** START Data to process **
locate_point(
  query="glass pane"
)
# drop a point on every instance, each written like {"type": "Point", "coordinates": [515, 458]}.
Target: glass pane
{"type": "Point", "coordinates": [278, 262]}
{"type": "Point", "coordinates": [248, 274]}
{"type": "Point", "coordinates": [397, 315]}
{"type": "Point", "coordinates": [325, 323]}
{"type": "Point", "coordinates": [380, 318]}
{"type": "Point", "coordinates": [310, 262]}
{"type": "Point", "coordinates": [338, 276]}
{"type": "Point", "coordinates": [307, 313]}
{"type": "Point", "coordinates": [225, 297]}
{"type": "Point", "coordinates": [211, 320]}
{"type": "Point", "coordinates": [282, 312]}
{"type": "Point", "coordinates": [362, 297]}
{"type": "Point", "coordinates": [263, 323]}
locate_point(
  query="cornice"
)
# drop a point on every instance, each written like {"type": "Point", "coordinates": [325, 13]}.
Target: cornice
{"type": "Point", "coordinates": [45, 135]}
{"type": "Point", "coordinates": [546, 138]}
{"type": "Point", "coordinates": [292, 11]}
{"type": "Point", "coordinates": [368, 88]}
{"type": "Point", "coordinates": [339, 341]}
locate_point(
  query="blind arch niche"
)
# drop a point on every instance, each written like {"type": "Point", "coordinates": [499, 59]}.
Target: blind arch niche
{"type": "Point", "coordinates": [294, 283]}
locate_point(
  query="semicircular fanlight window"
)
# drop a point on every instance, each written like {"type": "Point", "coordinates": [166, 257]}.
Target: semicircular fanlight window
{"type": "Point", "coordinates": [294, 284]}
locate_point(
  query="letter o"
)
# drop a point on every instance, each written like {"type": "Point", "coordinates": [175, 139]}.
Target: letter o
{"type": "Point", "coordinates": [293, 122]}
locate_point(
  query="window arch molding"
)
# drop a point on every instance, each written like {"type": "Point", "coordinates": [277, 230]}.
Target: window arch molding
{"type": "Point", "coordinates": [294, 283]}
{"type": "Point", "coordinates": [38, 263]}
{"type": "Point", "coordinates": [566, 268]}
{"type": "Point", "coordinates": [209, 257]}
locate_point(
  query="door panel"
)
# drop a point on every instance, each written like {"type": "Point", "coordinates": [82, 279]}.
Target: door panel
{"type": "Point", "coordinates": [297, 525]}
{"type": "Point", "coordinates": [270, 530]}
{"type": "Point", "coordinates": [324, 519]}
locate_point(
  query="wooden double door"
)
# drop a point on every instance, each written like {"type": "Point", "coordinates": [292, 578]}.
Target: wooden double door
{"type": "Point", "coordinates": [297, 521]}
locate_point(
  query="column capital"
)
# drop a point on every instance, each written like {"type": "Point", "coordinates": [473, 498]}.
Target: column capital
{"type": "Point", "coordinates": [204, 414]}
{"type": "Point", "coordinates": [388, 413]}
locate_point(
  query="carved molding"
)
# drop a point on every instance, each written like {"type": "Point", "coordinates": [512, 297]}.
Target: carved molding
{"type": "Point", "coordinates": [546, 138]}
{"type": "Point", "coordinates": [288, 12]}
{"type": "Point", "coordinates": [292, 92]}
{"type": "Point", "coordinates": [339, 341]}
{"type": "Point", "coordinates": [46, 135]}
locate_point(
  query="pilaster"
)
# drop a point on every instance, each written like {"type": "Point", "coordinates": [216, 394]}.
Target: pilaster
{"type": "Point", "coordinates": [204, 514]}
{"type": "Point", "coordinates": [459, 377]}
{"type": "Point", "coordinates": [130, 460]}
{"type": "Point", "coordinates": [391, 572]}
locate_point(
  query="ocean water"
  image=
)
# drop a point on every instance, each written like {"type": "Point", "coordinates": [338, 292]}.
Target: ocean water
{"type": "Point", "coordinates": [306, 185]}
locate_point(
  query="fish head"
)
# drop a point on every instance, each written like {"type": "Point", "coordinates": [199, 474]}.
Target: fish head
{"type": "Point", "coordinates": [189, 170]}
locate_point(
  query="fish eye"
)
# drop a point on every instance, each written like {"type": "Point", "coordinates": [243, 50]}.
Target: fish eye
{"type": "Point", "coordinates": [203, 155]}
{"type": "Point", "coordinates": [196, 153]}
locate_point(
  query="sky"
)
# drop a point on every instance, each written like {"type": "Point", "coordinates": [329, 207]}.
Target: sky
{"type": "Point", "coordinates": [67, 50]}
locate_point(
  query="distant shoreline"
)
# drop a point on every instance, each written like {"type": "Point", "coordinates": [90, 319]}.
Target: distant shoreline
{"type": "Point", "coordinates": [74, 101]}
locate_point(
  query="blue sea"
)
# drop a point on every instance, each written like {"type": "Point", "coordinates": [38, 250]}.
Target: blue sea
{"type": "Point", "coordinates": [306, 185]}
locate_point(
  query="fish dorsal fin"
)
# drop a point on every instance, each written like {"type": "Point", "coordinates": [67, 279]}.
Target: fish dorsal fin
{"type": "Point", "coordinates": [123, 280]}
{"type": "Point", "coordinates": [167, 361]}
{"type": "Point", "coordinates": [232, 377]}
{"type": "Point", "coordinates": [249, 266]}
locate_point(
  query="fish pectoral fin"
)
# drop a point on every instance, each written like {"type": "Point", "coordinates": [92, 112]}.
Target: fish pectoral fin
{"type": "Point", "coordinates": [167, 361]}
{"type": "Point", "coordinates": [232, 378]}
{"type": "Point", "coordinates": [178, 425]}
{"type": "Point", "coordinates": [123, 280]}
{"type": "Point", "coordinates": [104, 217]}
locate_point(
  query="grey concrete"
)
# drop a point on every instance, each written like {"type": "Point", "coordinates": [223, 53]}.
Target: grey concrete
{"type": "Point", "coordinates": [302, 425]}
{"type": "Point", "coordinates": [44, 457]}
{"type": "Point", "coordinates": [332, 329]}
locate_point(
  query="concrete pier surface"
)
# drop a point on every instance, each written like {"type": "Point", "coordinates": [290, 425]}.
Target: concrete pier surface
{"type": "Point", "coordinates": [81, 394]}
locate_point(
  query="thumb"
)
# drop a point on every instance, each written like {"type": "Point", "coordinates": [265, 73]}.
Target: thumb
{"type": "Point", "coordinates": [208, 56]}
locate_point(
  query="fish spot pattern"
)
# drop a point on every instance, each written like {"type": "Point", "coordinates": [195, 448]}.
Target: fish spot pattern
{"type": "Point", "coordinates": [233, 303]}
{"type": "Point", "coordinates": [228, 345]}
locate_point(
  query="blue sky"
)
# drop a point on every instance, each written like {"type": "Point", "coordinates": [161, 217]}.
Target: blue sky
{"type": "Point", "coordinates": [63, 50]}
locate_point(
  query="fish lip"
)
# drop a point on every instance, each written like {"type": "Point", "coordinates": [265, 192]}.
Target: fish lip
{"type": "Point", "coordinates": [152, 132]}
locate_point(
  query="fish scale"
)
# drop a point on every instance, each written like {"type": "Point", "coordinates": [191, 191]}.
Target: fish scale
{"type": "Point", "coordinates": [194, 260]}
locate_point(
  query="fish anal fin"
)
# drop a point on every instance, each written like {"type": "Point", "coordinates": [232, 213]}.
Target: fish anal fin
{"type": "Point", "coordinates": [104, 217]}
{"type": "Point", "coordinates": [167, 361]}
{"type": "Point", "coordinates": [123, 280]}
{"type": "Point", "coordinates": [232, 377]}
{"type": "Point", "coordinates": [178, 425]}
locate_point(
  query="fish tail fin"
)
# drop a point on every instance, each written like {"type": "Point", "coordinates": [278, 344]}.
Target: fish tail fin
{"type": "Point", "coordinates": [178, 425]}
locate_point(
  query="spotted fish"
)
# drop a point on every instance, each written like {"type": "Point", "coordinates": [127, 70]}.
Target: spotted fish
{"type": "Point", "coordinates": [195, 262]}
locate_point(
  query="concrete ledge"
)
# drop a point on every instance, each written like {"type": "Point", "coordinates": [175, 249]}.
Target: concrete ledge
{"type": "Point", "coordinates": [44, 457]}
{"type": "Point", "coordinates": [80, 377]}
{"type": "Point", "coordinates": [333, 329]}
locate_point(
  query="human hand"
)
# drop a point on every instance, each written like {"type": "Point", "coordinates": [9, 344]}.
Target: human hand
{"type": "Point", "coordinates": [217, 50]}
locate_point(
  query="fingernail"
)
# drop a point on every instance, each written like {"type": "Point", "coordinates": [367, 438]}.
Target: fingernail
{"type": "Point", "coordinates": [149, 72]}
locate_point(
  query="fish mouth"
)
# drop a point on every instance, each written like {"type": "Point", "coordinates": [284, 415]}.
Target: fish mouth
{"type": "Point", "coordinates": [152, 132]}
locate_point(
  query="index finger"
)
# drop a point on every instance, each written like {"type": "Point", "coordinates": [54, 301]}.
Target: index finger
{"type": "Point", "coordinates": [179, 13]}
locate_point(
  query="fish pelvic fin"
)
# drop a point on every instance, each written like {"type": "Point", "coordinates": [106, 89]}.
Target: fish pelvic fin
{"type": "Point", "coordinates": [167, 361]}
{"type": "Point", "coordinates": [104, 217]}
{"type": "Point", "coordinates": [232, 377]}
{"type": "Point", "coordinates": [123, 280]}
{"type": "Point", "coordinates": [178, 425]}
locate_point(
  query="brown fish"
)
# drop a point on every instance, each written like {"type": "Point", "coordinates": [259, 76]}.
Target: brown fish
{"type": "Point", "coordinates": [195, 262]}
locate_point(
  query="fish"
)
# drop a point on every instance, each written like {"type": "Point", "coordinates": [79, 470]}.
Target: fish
** END Data to process **
Written instruction —
Collect every line of the records that contains the string "window" and copy each one out.

Result —
  query="semicircular fanlight window"
Target: semicircular fanlight window
  query="window arch molding"
Target: window arch molding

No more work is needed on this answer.